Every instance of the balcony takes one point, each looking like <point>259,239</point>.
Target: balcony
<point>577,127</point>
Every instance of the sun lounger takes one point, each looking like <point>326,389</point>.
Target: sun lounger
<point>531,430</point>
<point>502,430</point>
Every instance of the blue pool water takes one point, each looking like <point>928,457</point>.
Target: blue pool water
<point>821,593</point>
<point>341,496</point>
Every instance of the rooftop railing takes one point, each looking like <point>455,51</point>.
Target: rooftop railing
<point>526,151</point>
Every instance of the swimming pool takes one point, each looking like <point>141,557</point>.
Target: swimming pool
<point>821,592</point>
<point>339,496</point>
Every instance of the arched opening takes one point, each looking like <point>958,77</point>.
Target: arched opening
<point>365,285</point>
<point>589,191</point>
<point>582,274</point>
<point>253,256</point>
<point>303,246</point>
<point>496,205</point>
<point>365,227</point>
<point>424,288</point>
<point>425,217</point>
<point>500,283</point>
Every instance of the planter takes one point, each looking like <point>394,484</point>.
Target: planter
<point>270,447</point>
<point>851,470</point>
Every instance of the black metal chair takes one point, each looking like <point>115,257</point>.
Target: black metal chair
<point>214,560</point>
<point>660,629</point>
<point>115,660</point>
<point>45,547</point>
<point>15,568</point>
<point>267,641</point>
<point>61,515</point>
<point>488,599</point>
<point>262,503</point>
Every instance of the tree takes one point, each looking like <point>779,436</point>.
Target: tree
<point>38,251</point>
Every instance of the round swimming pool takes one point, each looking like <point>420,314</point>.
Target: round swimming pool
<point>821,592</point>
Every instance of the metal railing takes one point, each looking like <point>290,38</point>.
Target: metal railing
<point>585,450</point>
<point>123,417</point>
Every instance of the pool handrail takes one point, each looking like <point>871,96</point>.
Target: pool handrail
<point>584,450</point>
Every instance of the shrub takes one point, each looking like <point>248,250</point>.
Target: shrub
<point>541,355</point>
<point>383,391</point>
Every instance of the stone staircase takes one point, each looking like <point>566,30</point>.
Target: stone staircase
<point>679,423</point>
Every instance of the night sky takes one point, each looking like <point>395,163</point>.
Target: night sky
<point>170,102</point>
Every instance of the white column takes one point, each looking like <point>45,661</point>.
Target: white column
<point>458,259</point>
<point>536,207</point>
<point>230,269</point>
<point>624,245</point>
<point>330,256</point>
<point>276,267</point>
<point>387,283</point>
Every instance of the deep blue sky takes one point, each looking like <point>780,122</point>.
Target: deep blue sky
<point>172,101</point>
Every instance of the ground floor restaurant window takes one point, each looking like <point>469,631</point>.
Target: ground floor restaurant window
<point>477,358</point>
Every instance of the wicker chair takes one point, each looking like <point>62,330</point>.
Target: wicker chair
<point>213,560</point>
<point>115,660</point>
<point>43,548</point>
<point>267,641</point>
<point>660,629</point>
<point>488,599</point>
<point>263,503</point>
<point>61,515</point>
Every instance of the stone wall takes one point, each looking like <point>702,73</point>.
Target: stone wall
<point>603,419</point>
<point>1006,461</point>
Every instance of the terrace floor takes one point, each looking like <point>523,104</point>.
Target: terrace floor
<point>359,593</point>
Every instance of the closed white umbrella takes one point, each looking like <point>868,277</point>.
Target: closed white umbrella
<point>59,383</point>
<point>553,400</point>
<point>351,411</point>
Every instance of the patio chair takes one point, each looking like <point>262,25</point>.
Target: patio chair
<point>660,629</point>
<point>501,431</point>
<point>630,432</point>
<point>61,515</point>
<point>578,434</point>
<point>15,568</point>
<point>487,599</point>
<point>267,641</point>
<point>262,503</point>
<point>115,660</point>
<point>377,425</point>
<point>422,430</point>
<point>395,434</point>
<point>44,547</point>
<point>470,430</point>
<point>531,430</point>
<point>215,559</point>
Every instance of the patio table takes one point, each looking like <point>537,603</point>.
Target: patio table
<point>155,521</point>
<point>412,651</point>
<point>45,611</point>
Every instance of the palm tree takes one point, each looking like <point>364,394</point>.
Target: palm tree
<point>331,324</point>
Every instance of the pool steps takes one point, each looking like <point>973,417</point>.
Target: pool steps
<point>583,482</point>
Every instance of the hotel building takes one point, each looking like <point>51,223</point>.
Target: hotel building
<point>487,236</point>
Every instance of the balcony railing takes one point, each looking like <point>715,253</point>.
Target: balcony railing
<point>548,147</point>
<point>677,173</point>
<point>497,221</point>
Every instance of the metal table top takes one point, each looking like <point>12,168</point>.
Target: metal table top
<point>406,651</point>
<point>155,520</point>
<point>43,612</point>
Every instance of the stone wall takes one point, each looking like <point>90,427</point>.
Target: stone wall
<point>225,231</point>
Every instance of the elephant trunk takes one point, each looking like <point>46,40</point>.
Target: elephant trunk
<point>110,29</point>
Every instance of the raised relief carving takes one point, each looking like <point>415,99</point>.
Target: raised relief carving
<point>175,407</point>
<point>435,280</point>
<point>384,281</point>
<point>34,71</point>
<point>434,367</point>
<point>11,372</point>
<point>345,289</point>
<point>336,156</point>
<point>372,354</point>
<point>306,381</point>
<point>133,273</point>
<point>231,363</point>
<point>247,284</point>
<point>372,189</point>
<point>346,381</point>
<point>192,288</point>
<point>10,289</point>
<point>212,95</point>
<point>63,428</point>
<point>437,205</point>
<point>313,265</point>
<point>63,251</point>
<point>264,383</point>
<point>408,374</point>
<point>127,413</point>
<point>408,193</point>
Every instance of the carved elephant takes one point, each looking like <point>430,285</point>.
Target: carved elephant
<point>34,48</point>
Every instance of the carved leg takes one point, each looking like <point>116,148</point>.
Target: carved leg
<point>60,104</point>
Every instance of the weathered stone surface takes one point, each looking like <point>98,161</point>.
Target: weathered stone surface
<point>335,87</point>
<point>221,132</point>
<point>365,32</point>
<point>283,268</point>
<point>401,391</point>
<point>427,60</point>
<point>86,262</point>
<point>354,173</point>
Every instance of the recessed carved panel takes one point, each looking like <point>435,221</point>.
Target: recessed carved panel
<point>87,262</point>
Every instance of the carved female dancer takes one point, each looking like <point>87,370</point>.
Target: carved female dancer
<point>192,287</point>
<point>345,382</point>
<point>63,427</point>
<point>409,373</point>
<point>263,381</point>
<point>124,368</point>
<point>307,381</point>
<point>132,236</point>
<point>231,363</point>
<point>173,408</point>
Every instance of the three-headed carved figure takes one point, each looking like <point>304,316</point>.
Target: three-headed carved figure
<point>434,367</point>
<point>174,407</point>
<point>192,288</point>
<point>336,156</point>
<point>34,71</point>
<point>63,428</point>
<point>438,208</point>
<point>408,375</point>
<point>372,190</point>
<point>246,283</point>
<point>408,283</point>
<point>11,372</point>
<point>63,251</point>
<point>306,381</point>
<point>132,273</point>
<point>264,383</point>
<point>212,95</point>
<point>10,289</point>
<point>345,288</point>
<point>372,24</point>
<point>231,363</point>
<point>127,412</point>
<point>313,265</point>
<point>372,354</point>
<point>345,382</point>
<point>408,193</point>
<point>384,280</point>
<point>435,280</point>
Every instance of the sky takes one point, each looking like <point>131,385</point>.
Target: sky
+++
**INSTRUCTION**
Please reproduce all of the records above, line for line, with no changes.

**THE OUTPUT**
Every instance of the balcony takes one point, each looking like <point>259,239</point>.
Target: balcony
<point>577,127</point>
Every instance of the sun lounger takes one point, each looking like <point>326,389</point>.
Target: sun lounger
<point>531,430</point>
<point>502,430</point>
Every instance of the blue pool water takes one point, each looking like <point>928,457</point>.
Target: blue pool water
<point>821,593</point>
<point>341,496</point>
Every instance of the rooftop railing takes one point, each looking like <point>455,51</point>.
Target: rooftop railing
<point>526,151</point>
Every instance of the swimming pool takes one point, each looking like <point>141,557</point>.
Target: swimming pool
<point>821,592</point>
<point>339,496</point>
Every instance of the arched opening takes one point, each looking like <point>958,77</point>.
Target: arched opening
<point>365,285</point>
<point>589,191</point>
<point>582,274</point>
<point>253,256</point>
<point>303,246</point>
<point>496,205</point>
<point>365,227</point>
<point>424,288</point>
<point>425,217</point>
<point>500,283</point>
Every instance of the planter takes one point, each looking like <point>394,484</point>.
Target: planter
<point>270,447</point>
<point>851,470</point>
Every instance of the black metal chair takes one point, each looking like <point>115,257</point>.
Target: black metal chair
<point>214,560</point>
<point>660,629</point>
<point>115,660</point>
<point>45,547</point>
<point>15,568</point>
<point>267,641</point>
<point>61,515</point>
<point>488,599</point>
<point>262,503</point>
Every instance of the tree takes one point, each looking like <point>779,436</point>.
Target: tree
<point>38,251</point>
Every instance of the round swimming pool takes one point, each looking like <point>420,314</point>.
Target: round swimming pool
<point>821,592</point>
Every instance of the metal railing takes one point, each looking like <point>290,38</point>.
Target: metal railing
<point>585,450</point>
<point>123,417</point>
Every instance of the pool handrail takes one point, each looking like <point>871,96</point>.
Target: pool handrail
<point>584,450</point>
Every instance of the shrub takes one point, each looking like <point>248,250</point>.
Target: shrub
<point>541,355</point>
<point>383,391</point>
Every instance of the stone staircase takes one point, each looking like <point>566,30</point>.
Target: stone staircase
<point>679,423</point>
Every instance of the night sky takes one point, each looking like <point>395,163</point>.
Target: night sky
<point>170,102</point>
Every instance of the white column takes one point, each looking like <point>45,661</point>.
Target: white column
<point>458,259</point>
<point>536,207</point>
<point>230,269</point>
<point>624,245</point>
<point>330,256</point>
<point>276,267</point>
<point>387,283</point>
Every instance of the deep blue sky takes one point, each looking like <point>780,122</point>.
Target: deep blue sky
<point>172,101</point>
Every instance of the ground floor restaurant window takes one point, each looking like <point>469,631</point>.
Target: ground floor restaurant window
<point>477,358</point>
Every instance of the wicker chair takes one point, each looking like <point>62,330</point>.
Target: wicker chair
<point>213,560</point>
<point>115,660</point>
<point>43,548</point>
<point>267,641</point>
<point>660,629</point>
<point>488,599</point>
<point>263,503</point>
<point>61,515</point>
Every instance of the stone wall takes one point, each looking like <point>702,73</point>.
Target: stone wall
<point>603,419</point>
<point>1006,461</point>
Every instance of the terrace floor takes one point, each looking like <point>523,104</point>.
Target: terrace floor
<point>359,593</point>
Every instance of the closed white umbrella takes one point, each looking like <point>868,277</point>.
Target: closed white umbrella
<point>59,383</point>
<point>553,400</point>
<point>351,411</point>
Every instance of the patio chair takes one point, each looking like <point>262,25</point>.
Target: patio chair
<point>660,629</point>
<point>501,431</point>
<point>630,432</point>
<point>61,515</point>
<point>578,434</point>
<point>15,568</point>
<point>487,599</point>
<point>267,641</point>
<point>262,503</point>
<point>115,660</point>
<point>377,425</point>
<point>422,430</point>
<point>395,434</point>
<point>44,547</point>
<point>470,430</point>
<point>531,430</point>
<point>215,559</point>
Every instance of the patio table takes one point, each looking like <point>537,603</point>.
Target: patio table
<point>155,521</point>
<point>412,651</point>
<point>45,611</point>
Every instance of the palm tree takes one point, each looking like <point>364,394</point>.
Target: palm tree
<point>331,324</point>
Every instance of the pool steps takes one point, each looking like <point>973,417</point>.
Target: pool steps
<point>583,482</point>
Every instance of the hotel building takes one point, each looking like <point>51,223</point>.
Target: hotel building
<point>487,236</point>
Every instance of the balcony railing takes one point, each looking like <point>715,253</point>.
Target: balcony railing
<point>548,147</point>
<point>677,173</point>
<point>497,221</point>
Every instance of the metal table top takes one point, each looking like <point>12,168</point>.
Target: metal table top
<point>406,651</point>
<point>155,520</point>
<point>43,612</point>
Every instance of the stone wall takes one point, each looking like <point>90,427</point>.
Target: stone wall
<point>225,231</point>
Every instance of the elephant trunk takes one point, each looking like <point>46,40</point>.
Target: elephant trunk
<point>110,29</point>
Every instance of the raised relief carving takes one point, each looking like <point>415,99</point>.
Target: raised relief carving
<point>175,407</point>
<point>435,280</point>
<point>384,281</point>
<point>34,71</point>
<point>434,367</point>
<point>11,372</point>
<point>345,289</point>
<point>336,156</point>
<point>372,354</point>
<point>306,381</point>
<point>133,273</point>
<point>231,363</point>
<point>247,284</point>
<point>372,189</point>
<point>346,381</point>
<point>192,288</point>
<point>10,289</point>
<point>212,95</point>
<point>63,428</point>
<point>437,205</point>
<point>313,265</point>
<point>63,251</point>
<point>264,383</point>
<point>408,374</point>
<point>127,413</point>
<point>408,193</point>
Every instance of the carved elephant takes one point, each looking like <point>430,285</point>.
Target: carved elephant
<point>34,48</point>
Every instance of the carved leg takes one point, each looking like <point>116,148</point>.
Target: carved leg
<point>60,104</point>
Every instance of the weathered stone surface takes one point, each looking like <point>98,161</point>.
Target: weathered stone surface
<point>335,87</point>
<point>221,132</point>
<point>365,32</point>
<point>283,268</point>
<point>401,391</point>
<point>427,60</point>
<point>86,262</point>
<point>354,173</point>
Every instance of the recessed carved panel takes one point, each looking like <point>435,221</point>.
Target: recessed carved panel
<point>87,262</point>
Every instance of the carved female dancer takes one point, each looking like <point>87,370</point>.
Target: carved female dancer
<point>192,287</point>
<point>345,382</point>
<point>63,427</point>
<point>409,373</point>
<point>263,381</point>
<point>124,368</point>
<point>307,381</point>
<point>132,236</point>
<point>231,363</point>
<point>173,408</point>
Every instance of the three-headed carved figure takes one point, each looking like <point>304,316</point>.
Target: three-headed carved figure
<point>434,367</point>
<point>174,407</point>
<point>192,288</point>
<point>336,156</point>
<point>34,71</point>
<point>63,428</point>
<point>438,208</point>
<point>408,375</point>
<point>372,190</point>
<point>246,283</point>
<point>408,283</point>
<point>11,372</point>
<point>63,251</point>
<point>306,381</point>
<point>132,273</point>
<point>264,383</point>
<point>212,95</point>
<point>10,289</point>
<point>345,288</point>
<point>372,24</point>
<point>231,363</point>
<point>127,412</point>
<point>313,265</point>
<point>372,354</point>
<point>345,382</point>
<point>408,193</point>
<point>384,280</point>
<point>435,280</point>
Every instance of the sky takes one point, each looking like <point>131,385</point>.
Target: sky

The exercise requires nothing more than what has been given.